TASK REQUIREMENTS:
The listing below must be repeated word for word, with its images excluded.
===== INFORMATION SUPPLIED =====
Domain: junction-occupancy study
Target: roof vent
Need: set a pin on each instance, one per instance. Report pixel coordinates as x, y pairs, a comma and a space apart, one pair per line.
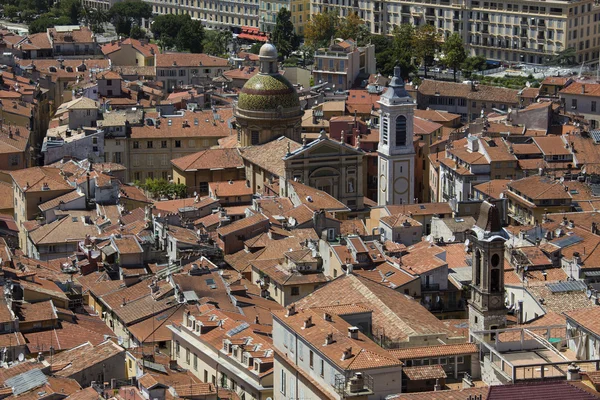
328, 339
347, 353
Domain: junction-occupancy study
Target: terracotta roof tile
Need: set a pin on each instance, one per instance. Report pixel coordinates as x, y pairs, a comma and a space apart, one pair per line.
316, 199
230, 188
434, 351
582, 89
209, 159
401, 316
269, 156
361, 353
424, 372
169, 60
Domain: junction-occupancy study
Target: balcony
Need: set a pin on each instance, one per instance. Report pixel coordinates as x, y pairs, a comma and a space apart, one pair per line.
432, 287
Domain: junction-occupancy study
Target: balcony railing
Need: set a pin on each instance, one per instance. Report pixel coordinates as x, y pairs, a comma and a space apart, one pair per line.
432, 287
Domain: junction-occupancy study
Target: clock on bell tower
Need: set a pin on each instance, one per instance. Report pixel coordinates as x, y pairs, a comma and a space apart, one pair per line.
396, 149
=====
EXERCISE RESPONSE:
Domain: junction-occupancy study
Target: roof vent
Need: set a pin on each instance, one per instance. Report pixel coordinates as x, y pairs, a comma and a space apart, one pair per line.
328, 339
347, 353
Domain: junction-occupancy study
Target: terracotta roof tile
Need: set a pin on each instance, one per instance. Report pixel coordinates as x, y pairs, a comma and a space apart, one pair per line.
316, 199
230, 188
434, 351
582, 89
209, 159
401, 316
269, 156
361, 353
424, 372
169, 60
Domain: junction-occupancy study
Target: balcony
Need: set a pin on each instance, one per instance. Report pixel coordinates as x, y pairs, a comma and a space apart, one pair per line.
432, 287
Domain: junction-occupancy study
Target: balcony railing
Need: set a pin on each instance, one per instance. Report pixel coordinates as x, y pairs, a comma and a space apart, one pair per line.
432, 287
Domain: junction-occupancy study
Target: clock on bell tower
Need: set a pin on each instance, one per instance. Report pixel coordinates as x, y pairs, a comma and a space apart, one pair per line.
396, 149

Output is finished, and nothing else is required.